▸ Assigned task
Every line from the one containing "Reviewer note: check that each instance of the fallen" to the final line of the material below must be reproduced exactly; leave out all other lines.

▸ Record set
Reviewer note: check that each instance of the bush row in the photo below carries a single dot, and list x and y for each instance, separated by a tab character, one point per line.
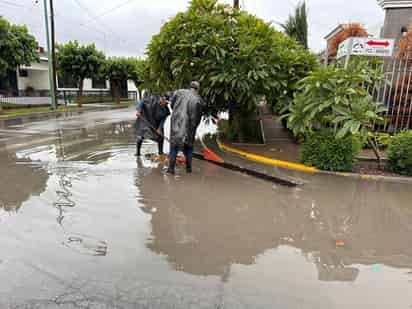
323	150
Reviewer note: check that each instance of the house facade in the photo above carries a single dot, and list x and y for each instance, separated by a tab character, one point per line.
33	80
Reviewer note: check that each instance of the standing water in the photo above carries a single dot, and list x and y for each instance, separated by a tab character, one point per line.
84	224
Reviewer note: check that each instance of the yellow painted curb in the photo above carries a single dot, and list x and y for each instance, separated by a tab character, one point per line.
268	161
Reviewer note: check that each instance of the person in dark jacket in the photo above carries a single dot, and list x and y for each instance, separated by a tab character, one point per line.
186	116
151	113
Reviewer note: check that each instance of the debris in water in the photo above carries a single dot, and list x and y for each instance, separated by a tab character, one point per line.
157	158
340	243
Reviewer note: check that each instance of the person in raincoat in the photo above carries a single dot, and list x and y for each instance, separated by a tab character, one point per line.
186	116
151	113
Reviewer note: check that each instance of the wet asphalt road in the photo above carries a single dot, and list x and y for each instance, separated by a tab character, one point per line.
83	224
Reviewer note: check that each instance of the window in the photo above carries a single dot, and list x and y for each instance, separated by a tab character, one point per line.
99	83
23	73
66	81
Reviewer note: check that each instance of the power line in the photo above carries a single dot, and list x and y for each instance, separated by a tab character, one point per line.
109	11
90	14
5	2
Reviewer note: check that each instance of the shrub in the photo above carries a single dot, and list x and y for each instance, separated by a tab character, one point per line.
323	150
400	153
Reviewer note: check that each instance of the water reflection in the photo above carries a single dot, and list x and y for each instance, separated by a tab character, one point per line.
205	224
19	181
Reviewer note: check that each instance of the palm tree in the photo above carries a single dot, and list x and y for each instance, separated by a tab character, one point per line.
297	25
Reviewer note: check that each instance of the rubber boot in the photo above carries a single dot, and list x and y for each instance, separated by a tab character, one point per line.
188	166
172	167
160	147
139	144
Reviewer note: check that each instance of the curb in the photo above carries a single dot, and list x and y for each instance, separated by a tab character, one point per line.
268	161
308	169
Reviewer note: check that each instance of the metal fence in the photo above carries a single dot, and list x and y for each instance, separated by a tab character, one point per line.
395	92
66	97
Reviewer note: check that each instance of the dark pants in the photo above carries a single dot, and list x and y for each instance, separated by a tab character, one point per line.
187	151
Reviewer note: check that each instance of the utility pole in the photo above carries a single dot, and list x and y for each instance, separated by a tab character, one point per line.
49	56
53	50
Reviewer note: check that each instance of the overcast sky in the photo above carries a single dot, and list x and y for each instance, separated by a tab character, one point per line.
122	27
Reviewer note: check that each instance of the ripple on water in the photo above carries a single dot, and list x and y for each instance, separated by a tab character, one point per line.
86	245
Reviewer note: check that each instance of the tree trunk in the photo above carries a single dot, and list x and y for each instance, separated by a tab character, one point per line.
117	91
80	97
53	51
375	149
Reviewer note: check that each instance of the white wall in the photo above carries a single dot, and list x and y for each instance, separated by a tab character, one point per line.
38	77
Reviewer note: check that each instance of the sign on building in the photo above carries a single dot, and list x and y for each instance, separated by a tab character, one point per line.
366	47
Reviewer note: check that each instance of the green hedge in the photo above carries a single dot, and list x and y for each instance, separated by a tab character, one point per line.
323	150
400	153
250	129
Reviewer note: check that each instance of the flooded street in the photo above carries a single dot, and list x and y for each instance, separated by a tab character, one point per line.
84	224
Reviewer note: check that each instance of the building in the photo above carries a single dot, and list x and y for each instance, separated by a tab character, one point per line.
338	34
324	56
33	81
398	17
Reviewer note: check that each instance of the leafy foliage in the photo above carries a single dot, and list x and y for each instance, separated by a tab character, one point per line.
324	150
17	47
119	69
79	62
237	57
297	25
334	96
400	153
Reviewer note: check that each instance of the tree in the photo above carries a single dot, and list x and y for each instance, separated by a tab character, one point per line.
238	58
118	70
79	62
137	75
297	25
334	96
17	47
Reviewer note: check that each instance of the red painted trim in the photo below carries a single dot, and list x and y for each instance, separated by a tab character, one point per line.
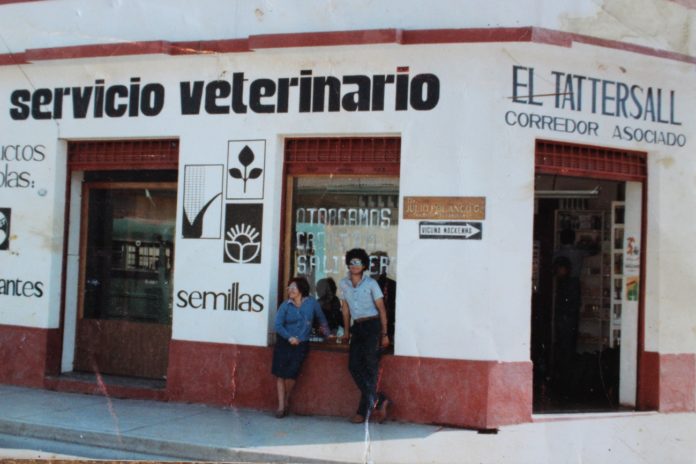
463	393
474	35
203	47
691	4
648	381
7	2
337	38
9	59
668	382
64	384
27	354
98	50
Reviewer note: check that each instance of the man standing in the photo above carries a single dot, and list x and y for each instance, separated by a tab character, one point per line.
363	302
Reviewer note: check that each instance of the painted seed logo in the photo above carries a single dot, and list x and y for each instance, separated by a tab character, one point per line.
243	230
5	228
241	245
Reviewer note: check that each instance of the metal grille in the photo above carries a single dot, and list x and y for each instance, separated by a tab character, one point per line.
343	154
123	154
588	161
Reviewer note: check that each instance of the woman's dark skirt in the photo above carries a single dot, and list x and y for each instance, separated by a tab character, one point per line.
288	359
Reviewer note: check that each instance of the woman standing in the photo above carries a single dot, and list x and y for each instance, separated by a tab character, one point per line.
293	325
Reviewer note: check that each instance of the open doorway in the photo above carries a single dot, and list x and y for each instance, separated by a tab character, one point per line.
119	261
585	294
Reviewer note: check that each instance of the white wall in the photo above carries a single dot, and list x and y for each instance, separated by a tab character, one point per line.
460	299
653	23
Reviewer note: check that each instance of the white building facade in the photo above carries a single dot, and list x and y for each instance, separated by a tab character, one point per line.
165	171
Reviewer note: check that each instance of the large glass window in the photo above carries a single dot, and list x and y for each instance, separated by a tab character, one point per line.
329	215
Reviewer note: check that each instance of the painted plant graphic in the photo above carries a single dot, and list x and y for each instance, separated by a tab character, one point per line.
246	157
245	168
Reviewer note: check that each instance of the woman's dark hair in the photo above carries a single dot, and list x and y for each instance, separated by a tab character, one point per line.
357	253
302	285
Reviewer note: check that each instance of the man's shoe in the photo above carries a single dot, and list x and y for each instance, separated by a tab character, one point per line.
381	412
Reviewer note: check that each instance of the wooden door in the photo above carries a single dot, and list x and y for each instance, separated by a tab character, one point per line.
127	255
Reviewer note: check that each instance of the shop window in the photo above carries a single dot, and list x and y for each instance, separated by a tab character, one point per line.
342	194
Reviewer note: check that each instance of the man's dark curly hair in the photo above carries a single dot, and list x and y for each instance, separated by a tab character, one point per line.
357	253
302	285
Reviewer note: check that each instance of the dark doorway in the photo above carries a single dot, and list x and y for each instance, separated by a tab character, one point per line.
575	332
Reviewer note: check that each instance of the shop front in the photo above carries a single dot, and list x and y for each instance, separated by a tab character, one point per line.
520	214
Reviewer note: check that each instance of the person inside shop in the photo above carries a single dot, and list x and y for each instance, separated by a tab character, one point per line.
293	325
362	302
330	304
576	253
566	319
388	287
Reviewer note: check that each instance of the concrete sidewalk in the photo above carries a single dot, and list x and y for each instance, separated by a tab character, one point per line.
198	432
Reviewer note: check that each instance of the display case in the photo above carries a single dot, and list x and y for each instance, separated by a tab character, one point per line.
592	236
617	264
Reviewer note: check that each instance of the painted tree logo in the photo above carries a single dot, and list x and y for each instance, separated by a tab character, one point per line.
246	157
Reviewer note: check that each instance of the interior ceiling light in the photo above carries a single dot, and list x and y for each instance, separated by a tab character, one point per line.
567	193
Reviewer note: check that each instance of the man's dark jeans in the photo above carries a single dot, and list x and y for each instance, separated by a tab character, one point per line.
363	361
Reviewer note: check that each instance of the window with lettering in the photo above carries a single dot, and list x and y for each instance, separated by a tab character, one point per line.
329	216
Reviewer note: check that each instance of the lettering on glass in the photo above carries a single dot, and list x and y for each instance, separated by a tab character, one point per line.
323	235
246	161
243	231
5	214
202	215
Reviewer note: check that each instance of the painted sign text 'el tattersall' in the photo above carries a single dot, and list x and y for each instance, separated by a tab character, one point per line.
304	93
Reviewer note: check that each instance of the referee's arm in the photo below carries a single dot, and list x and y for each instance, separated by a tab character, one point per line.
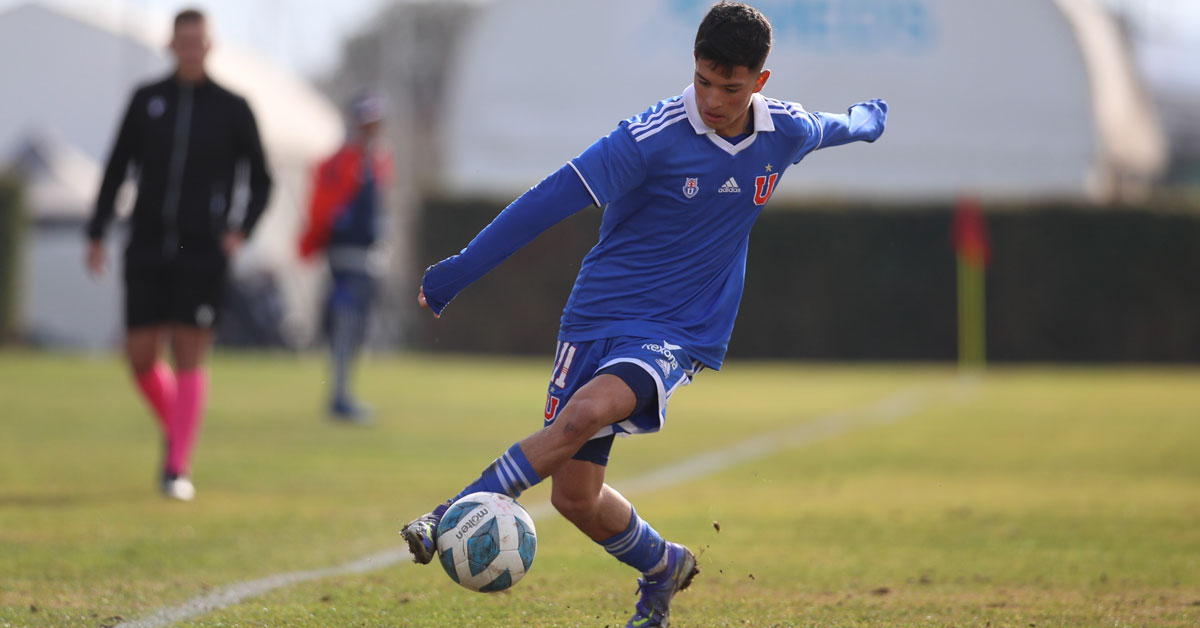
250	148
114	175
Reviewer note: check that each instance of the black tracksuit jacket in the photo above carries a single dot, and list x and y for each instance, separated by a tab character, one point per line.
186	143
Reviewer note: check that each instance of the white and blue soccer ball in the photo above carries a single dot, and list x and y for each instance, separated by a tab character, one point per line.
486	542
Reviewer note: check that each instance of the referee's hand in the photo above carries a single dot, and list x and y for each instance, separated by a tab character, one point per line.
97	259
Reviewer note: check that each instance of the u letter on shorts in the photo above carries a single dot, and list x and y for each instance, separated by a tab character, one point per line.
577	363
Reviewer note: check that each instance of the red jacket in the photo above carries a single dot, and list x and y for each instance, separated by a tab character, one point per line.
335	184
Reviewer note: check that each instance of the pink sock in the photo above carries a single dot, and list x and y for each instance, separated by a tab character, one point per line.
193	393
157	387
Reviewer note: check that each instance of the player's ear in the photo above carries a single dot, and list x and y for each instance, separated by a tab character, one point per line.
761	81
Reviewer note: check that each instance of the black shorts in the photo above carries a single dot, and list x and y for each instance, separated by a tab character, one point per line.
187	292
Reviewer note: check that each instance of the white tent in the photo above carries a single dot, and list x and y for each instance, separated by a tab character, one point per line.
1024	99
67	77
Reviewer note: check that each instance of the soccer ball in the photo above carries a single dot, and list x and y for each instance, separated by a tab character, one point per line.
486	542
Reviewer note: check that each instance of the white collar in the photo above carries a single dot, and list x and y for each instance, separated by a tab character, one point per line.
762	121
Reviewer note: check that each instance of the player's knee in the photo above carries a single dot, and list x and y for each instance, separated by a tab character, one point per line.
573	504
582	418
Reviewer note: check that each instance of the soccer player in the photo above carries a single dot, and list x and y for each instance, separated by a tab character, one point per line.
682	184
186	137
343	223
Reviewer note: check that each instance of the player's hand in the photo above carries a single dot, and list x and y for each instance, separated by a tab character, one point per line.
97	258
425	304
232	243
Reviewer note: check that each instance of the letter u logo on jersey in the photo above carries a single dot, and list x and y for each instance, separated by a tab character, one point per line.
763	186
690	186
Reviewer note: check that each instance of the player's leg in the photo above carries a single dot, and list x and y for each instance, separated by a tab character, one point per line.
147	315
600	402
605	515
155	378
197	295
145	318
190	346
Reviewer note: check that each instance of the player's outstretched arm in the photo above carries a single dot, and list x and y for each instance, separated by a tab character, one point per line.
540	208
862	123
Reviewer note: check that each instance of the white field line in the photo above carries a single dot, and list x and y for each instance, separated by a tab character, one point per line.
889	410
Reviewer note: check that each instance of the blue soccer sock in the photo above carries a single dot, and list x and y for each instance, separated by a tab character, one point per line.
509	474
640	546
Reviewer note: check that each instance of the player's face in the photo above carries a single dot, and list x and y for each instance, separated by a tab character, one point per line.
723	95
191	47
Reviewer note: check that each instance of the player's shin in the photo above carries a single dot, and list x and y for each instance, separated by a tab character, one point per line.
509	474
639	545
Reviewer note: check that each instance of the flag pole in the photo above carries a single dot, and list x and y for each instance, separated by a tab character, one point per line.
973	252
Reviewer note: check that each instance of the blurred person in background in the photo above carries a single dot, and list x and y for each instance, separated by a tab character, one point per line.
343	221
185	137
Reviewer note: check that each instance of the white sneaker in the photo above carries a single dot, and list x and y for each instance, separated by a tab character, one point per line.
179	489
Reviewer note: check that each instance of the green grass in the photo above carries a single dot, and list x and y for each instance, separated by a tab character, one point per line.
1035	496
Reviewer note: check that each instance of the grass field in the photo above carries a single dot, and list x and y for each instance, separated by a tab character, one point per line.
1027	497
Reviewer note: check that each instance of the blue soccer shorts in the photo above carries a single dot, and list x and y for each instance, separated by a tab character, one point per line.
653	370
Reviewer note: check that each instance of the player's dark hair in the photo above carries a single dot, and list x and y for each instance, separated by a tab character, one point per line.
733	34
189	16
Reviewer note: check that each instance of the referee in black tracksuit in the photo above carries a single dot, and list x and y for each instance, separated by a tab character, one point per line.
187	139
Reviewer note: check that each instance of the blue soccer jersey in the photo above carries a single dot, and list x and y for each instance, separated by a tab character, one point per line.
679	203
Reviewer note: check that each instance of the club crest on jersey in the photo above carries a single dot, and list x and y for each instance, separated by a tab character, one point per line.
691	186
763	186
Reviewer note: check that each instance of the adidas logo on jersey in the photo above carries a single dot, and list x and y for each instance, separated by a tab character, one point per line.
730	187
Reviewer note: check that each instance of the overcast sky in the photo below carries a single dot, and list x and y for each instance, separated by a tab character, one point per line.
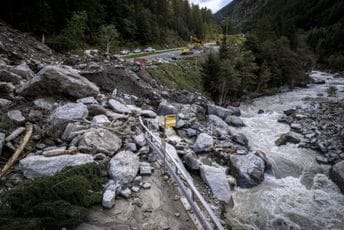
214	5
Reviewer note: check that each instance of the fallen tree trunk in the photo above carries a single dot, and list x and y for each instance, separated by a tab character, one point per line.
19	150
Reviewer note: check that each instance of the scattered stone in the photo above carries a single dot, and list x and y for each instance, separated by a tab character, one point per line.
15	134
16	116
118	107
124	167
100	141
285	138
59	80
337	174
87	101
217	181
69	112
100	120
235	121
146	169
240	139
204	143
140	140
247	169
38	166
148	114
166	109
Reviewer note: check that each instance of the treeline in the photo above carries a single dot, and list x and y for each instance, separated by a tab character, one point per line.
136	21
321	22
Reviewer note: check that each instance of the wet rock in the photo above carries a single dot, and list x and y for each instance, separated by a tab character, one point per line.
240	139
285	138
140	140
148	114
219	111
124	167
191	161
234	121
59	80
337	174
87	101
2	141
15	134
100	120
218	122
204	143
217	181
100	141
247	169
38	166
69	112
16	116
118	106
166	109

▸ Task result
Reviewer note: check that each instance of the fallen tree trunk in the photo above carries a single dot, and list x and y for each instance, separated by a tab character, one point per line.
19	150
Reviewer note: check that each instance of the scattered stone in the photo above carries a single dot, and list x and y for each instance, separated by a tab character, one point per line.
15	134
16	116
118	107
124	167
100	141
285	138
59	80
337	174
87	101
217	181
69	112
100	120
235	121
146	169
240	139
204	143
140	140
247	169
38	166
148	114
166	109
Reviewer note: check that each instance of the treeline in the photo above carries a single dot, and list x and y for each instance, separated by a tab character, one point per line.
136	21
321	22
Reviewer note: check that each instance of the wet rock in the photo above carries a single dot, and list x and y for each instance, separated by a tab character, one point per line.
240	139
285	138
140	140
148	114
219	111
124	167
191	161
234	121
59	80
337	174
87	101
2	141
15	134
100	120
218	122
204	143
217	181
100	141
247	169
38	166
69	112
16	116
118	106
166	109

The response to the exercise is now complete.